Fragmento del texto:
¿Cuánto en la crisis de la
educación tiene que ver con el borroneado límite entre
las siguientes dos categorías que, en tiempos, eran duramente distintas:
estar calificado para algo, y “sentirse” calificado para algo?
Hay una palabreja de dudosa
catadura: “empoderamiento”. En principio, es meramente un anglicismo,
mejor dicho un engendro léxico
de mala calidad tomado del inglés “empowerment”. El
concepto empezó en el mundo intelectual anglosajón
por algunos círculos de pensamiento sobre género y
minorías, en donde la idea misma de aumentar el poder y la autoconfianza
de grupos y personas históricamente oprimidas era excelente, y
pertinente. Y si se lo mantuviese allí, sin llevarlo más allá de sus
límites genuinos, no habría nada más que buenas cosas que decir sobre
él.
Pero una vez que se acuña un
concepto, éste se extiende como la mala
yerba, y enseguida hay mucha gente que, en
lugar de considerarse persona, o individuo, encuentra terreno fértil
para considerarse oprimido o minoría, y con derecho a empoderarse de
cualquier manera. Entonces, la idea de empoderarse empieza a mezclarse
con ideologemas de lo más perniciosos para la salud mental,
“espiritual, política y social de las personas o
las comunidades”, como dice una definición de la palabreja en cuestión
que puede consultarse en Wikipedia y que es de vil factura.
Dice:
“Empoderamiento o apoderamiento,
se refiere al proceso por el cual las personas aumentan la fortaleza
espiritual, política, social o económica de los individuos y las
comunidades para impulsar cambios positivos de las situaciones en que
viven. Generalmente implica el desarrollo en el beneficiario de una
confianza en sus propias capacidades.” El
empoderado que escribió, a trompicones por lo que se ve, la definición
citada, no nos explica cuál es exactamente, en este caso, la diferencia
entre “persona” e “individuo”. No nos dice si es sustancial, o
cosmética, o si es lo mismo, en cuyo caso el individuo, que al parecer
es además persona, se toma por sus propios pelos y se levanta a sí mismo
el ánimo, los derechos políticos, o su estatus social.
Fuera de sus límites
originales la práctica amateur de tal “empoderamiento” ayuda mucho a que
en un mundo en el cual la persona, internet mediante, no es cognoscible,
controlable ni comprobable, los saberes y capacidades profesionales
genuinos cada vez se divorcien más del hecho de tener una voz autorizada
en la comunidad. En un tiempo, para tener una voz pública había, antes,
que educarse un poco. Ahora, alcanza más bien con reclamar el derecho a
hablar, o con encontrar una retórica que empalague las creencias
generales de la mayoría, no desafiándola para que crezca
—que es lo que generalmente hace quien sabe más con
quien sabe menos— sino halagándola en tales
creencias, incluso las peores de ellas —que
es exactamente lo que hace quien no tiene otra cosa que ofrecer, cada
vez que quiere conseguir atención y estatus.

Listado mostrado:
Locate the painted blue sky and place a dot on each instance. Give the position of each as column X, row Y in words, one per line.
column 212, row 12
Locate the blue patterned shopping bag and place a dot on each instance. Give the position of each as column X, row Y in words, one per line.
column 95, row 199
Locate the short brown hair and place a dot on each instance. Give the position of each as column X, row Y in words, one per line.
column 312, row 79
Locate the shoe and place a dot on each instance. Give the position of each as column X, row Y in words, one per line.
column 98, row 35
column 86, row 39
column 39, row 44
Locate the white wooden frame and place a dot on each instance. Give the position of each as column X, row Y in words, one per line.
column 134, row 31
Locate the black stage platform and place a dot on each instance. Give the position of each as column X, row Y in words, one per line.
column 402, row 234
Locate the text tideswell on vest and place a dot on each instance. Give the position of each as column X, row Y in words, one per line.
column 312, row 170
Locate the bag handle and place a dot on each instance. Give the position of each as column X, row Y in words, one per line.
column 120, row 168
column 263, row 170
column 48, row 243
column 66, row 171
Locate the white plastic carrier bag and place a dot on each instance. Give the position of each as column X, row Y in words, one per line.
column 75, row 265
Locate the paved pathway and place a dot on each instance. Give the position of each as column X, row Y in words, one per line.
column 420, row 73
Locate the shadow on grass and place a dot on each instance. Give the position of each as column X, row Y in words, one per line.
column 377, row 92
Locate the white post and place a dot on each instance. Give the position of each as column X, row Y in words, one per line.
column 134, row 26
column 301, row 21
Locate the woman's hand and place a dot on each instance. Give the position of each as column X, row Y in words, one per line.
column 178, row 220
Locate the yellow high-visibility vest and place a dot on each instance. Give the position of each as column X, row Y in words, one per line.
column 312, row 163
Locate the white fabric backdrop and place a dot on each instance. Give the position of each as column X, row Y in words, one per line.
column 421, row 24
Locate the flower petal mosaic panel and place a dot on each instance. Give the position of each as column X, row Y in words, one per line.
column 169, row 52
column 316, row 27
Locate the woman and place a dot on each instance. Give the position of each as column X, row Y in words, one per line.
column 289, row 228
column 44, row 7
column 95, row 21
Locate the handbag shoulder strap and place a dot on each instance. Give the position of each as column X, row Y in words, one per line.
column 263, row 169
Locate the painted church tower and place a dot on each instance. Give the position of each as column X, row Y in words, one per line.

...

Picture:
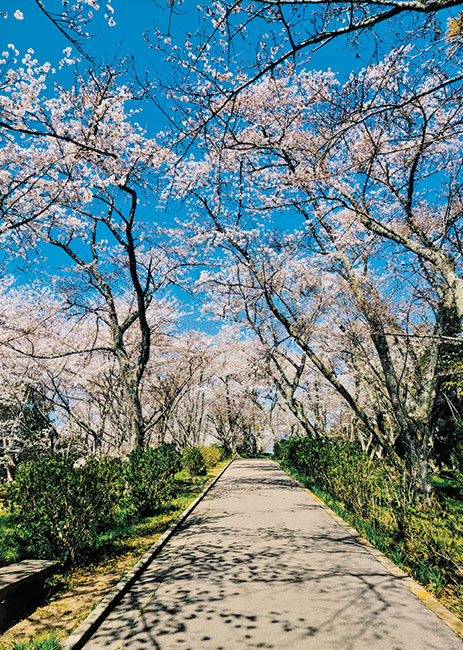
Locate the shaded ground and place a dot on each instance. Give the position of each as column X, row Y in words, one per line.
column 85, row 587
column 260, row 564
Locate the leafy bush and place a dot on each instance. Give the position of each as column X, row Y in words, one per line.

Consignas del ejercicio:
[1] Según el fragmento sobre el empoderamiento, ¿de qué palabra inglesa se tomó «empoderamiento»?
[2] Explica, según el fragmento sobre el empoderamiento, qué le reprocha el autor a la definición que cita de Wikipedia.

Respuestas:
[1] Se tomó de la palabra inglesa «empowerment».

[2] El autor le reprocha que no explica cuál es la diferencia entre «persona» e «individuo». Tampoco aclara si esa diferencia es sustancial, cosmética o si ambos términos significan lo mismo.